▶ **Selected passage**:

%%

Artur Petrosyan (Арту́р Петросья́н; born 21 September 1979 in Moscow, Soviet Union) is a Russian football journalist, editor-in-chief and football scout.

He is best known for his time at the oldest Russian sports magazine, Futbol, Russia-2 TV channel, Sport Express, daily and occasional contributions to such media outlets as The Guardian, ESPN FC, The New York Times, and the BBC.

Petrosyan represents Russia in the jury of the biggest media annual voting on the Player of the Year, held by The Guardian, since 2014.

He also scouts for young football talent in Russia and the CIS for the Guardians annual feature.

==Career==
After receiving a Master of Economics degree from the Moscow State University of Economics, Statistics, and Informatics, he worked at the Sberbank of Russia and Rosneft before quitting and pursuing a career in football.

His first position was at Dynamo Moscow Football Club in 2001 as a presenter, interpreter and stadium announcer for international matches. Petrosyan was Dick Advocaat's translator during the UEFA Cup match with Glasgow Rangers, which he managed at the time, and this indirectly served as the beginning of a new football-related stage of his career.

In 2003, he started writing for the Football magazine, mostly concentrating on investigative journalism and interviewing foreign football players coming to Russia.

In 2007, Petrosyan became the chief football editor at the Russia-2 state TV channel's official website Sportbox.ru. He also hosted live shows with football celebrities like Oliver Kahn, Ruud Gullit and Bebeto among others.

In 2013, he became the editor-in-chief of Sport Express digital. In 2016, after a dispute with the owners over a collective redundancy at the outlet, which led to his resignation, he started a new project called Sportfakt.ru along with most of the sacked Sport Express journalists and became its editor-in-chief.

%%

▶ **Information provided**:
%%

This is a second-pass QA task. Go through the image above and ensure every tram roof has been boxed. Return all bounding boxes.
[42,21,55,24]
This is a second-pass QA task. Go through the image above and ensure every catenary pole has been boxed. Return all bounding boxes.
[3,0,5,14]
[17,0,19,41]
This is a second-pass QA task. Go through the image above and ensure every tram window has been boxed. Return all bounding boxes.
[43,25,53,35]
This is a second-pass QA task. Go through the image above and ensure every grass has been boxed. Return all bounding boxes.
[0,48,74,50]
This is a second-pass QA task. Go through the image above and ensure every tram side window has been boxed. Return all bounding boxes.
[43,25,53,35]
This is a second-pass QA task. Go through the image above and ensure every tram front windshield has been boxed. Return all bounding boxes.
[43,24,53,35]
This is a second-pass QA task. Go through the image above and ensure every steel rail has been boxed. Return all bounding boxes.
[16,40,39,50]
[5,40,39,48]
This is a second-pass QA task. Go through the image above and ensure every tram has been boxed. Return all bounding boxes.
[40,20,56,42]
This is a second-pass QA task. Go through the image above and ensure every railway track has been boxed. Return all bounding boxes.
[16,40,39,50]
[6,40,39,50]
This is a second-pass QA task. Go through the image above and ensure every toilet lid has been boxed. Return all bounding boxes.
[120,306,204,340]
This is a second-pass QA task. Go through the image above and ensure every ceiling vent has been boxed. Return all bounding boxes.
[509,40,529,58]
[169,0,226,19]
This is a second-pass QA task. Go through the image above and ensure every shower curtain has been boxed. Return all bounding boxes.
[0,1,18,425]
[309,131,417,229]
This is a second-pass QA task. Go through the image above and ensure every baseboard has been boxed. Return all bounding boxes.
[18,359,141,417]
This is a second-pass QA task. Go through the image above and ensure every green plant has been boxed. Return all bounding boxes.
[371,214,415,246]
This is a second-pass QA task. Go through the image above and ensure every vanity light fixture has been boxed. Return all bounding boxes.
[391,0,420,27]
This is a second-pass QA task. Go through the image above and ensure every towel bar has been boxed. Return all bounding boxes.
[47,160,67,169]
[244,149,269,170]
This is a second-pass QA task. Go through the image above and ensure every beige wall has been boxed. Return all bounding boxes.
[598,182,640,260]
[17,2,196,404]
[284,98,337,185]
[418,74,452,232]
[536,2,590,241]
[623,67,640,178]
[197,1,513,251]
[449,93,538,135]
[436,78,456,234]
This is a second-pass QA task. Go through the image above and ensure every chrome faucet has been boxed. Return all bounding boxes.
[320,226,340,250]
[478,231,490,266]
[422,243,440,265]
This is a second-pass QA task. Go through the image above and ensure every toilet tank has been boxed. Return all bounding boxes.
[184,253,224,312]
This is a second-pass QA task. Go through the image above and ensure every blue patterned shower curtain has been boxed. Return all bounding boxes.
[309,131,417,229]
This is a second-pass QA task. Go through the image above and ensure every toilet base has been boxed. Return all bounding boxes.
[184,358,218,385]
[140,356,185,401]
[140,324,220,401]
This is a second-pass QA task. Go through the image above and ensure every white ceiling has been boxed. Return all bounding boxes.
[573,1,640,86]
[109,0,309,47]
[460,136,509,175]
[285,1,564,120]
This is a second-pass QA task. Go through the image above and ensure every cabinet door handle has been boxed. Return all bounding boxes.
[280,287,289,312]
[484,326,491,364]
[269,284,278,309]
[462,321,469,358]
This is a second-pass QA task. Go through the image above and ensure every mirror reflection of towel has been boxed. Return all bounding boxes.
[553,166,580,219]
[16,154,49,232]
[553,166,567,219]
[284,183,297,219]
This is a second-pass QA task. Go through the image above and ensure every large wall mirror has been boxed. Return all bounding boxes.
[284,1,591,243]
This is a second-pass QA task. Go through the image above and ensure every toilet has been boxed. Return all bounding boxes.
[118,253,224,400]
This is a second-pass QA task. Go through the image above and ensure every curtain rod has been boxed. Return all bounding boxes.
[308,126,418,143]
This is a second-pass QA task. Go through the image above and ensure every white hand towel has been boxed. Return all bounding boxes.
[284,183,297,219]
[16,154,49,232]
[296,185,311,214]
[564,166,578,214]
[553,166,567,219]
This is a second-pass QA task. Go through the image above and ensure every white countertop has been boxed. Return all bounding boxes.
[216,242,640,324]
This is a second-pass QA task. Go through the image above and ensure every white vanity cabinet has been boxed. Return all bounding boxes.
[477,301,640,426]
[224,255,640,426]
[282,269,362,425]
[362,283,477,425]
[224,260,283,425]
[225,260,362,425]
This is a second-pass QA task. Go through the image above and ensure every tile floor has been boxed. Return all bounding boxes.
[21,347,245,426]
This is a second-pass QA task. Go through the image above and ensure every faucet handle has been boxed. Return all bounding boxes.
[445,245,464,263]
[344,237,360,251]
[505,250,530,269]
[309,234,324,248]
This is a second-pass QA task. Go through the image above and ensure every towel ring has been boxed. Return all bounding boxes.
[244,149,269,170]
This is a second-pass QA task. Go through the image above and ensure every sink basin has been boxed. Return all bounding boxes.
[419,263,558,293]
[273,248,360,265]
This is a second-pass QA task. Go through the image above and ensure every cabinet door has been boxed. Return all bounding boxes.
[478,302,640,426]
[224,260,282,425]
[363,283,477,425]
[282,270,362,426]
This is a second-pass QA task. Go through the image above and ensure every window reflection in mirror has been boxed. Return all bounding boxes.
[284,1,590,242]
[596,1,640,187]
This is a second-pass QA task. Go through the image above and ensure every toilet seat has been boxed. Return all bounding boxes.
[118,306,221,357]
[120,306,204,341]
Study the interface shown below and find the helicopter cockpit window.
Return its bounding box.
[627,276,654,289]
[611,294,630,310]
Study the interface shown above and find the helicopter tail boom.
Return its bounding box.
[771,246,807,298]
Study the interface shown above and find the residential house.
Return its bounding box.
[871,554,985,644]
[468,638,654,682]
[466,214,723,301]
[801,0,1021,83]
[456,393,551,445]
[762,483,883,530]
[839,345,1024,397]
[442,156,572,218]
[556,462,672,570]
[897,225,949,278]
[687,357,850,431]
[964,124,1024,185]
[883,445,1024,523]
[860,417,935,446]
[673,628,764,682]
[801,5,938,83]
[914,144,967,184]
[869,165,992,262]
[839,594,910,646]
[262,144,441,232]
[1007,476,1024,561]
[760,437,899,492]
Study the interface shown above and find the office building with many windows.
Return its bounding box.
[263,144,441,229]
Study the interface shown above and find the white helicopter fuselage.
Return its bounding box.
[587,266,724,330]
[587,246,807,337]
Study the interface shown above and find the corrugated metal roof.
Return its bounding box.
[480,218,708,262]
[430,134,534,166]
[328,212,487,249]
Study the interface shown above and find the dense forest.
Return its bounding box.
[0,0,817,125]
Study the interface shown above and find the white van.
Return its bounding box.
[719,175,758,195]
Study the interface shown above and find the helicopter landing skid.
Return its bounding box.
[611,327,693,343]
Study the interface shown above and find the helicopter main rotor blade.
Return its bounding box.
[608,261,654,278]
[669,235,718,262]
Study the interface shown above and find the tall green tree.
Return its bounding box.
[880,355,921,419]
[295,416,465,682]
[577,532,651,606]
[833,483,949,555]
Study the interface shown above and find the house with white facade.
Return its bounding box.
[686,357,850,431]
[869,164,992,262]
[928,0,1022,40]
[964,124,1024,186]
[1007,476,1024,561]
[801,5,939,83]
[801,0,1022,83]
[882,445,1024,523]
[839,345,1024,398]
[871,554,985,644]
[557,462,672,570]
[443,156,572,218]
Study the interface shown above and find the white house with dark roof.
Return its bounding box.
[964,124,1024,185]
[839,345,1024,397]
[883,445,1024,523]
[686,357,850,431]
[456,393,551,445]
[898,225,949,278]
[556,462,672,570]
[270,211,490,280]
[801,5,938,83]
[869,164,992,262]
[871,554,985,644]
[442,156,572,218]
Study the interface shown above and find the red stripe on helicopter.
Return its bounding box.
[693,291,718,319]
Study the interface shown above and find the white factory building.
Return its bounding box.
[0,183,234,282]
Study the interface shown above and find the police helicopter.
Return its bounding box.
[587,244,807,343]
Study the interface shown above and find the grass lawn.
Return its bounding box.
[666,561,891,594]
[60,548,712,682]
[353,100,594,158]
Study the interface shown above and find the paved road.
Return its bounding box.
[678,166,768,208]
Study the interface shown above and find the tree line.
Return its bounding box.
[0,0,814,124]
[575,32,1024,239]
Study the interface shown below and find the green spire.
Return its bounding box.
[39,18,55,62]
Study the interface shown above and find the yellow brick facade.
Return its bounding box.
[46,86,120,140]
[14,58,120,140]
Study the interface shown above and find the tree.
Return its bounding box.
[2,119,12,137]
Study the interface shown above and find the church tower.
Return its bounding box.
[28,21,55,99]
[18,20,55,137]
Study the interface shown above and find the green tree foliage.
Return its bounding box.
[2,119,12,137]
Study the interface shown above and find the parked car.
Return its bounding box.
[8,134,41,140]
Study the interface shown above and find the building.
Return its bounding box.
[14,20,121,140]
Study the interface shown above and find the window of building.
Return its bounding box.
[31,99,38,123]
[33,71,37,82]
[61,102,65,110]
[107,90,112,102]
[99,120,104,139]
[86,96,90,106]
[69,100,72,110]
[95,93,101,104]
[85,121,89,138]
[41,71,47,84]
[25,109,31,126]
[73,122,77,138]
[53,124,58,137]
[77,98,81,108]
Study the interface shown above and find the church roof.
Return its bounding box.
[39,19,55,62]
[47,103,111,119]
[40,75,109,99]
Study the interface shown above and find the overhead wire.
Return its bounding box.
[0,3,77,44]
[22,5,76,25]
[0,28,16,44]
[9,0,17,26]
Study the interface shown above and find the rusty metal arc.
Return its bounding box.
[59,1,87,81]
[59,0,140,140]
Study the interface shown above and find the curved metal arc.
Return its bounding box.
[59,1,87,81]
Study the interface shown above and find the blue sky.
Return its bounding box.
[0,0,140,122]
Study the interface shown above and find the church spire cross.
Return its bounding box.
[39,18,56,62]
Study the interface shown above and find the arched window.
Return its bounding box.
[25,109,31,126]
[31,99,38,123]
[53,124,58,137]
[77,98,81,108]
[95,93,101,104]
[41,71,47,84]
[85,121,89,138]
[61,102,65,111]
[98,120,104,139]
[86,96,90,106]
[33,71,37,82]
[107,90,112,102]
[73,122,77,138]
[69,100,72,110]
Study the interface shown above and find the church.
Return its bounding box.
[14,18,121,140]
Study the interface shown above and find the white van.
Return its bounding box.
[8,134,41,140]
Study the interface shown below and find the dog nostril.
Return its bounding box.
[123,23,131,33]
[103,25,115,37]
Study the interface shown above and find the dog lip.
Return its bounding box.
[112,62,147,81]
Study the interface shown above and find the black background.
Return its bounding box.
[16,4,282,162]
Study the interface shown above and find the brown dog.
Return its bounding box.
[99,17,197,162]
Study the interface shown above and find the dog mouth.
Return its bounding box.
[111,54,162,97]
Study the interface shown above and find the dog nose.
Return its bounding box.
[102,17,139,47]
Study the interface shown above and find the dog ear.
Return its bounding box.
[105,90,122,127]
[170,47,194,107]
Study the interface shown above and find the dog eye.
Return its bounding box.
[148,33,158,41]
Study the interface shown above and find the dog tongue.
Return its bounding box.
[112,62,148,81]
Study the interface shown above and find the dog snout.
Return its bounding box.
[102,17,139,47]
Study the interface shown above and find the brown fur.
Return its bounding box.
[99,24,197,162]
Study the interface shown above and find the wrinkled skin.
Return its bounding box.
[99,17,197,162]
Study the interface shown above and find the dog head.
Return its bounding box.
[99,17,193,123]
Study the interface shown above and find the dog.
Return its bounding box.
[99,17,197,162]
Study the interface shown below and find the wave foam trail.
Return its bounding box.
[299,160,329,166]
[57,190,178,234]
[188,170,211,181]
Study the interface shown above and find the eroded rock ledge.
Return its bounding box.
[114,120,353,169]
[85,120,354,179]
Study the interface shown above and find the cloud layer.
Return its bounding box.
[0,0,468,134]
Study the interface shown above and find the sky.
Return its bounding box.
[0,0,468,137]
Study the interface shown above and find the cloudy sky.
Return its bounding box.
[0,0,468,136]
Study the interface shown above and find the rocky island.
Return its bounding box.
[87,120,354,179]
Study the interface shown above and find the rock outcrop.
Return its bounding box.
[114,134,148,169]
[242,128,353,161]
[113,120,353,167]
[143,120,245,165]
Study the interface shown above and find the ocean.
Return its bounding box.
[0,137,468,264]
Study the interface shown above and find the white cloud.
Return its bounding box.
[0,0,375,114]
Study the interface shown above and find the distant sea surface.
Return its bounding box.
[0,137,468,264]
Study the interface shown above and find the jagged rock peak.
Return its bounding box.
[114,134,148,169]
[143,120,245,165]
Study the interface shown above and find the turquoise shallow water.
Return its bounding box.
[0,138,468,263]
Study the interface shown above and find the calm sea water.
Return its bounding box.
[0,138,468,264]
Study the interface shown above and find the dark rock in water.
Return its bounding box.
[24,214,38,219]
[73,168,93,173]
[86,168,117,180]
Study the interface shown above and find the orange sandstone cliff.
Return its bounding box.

%%

▶ **Exercise set**:
1. Answer these from the profile of Artur Petrosyan:
(a) Which two companies did he work at before pursuing a career in football?
(b) In what year did he begin writing for the Football magazine?
(c) Since what year has he represented Russia on the jury of The Guardian's Player of the Year voting?
2. Decide whether each statement agrees with the profile of Artur Petrosyan. Answer yes or no and quote the words that decide it.
(a) He was born in Moscow.
(b) He became chief football editor at Sportbox.ru in 2003.
(c) He left Sport Express after a dispute with its owners.
3. Continue the profile of Artur Petrosyan after its last sentence.
The items aren't needed for this work.

▶ **Results**:
1.
(a) The Sberbank of Russia and Rosneft.
(b) 2003.
(c) 2014.

2.
(a) Yes: "born 21 September 1979 in Moscow, Soviet Union"
(b) No: "In 2007, Petrosyan became the chief football editor at the Russia-2 state TV channel's official website Sportbox.ru."
(c) Yes: "after a dispute with the owners over a collective redundancy at the outlet, which led to his resignation"

3.
Petrosyan has worked at major football events, such as World Cups, European Championships, Champions League and Europa League finals as an observer, reporter and a head of editorial board. He's interviewed many footballers like Cristiano Ronaldo, Henrikh Mkhitaryan and others, but the most remarkable interview he's ever had, as Petrosyan once stated, was with Bruce Grobbelaar during the 2010 FIFA World Cup in South Africa.

During the UEFA Euro 2016 tournament Petrosyan was analysing and predicting football matches from France for The Bookmaker Ratings website, competing with other experts. He won the contest with the best result and the biggest return on investment.

As a football scout, he considers his achievement to be the discovery of the little-known at the time Daniil Utkin, Khvicha Kvaratskhelia, Zuriko Davitashvili and Arsen Zakharyan.

Since 2017, he has been a UEFA reporter at the matches of the Russian national team and Russian clubs in European club competitions.

==Personal life==
Petrosyan participates in international backgammon competitions. In 2017, he became an unofficial speedgammon world champion at the world's biggest backgammon event Merit Open.

In an interview, he admitted that a DNA test he took showed family ties with the former captain of Spartak Moscow and the Russian national team, Yegor Titov.